> [WRITTEN INSTRUCTION]: Tally the lines in the listing below that contain the string "mountain", and reply with that number alone.

** begin ROWS **

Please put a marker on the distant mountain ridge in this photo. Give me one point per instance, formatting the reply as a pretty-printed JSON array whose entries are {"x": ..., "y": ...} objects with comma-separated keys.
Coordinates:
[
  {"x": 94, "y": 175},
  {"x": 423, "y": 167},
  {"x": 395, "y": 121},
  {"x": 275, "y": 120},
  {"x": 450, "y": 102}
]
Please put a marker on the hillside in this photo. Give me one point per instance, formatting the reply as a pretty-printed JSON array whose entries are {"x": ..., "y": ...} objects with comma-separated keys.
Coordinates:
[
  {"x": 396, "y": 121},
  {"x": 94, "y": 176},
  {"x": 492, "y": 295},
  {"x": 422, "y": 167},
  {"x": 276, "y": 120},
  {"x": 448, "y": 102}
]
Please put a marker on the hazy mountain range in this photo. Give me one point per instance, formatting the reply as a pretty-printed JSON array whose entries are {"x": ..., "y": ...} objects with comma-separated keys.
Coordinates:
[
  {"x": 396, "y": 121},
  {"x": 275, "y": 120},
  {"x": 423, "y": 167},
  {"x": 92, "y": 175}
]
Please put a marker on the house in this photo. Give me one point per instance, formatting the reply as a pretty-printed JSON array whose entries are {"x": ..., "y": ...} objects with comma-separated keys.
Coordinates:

** end ROWS **
** begin ROWS **

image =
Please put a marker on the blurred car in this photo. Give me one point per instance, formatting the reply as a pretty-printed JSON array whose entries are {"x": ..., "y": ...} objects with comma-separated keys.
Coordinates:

** end ROWS **

> [RESPONSE]: 2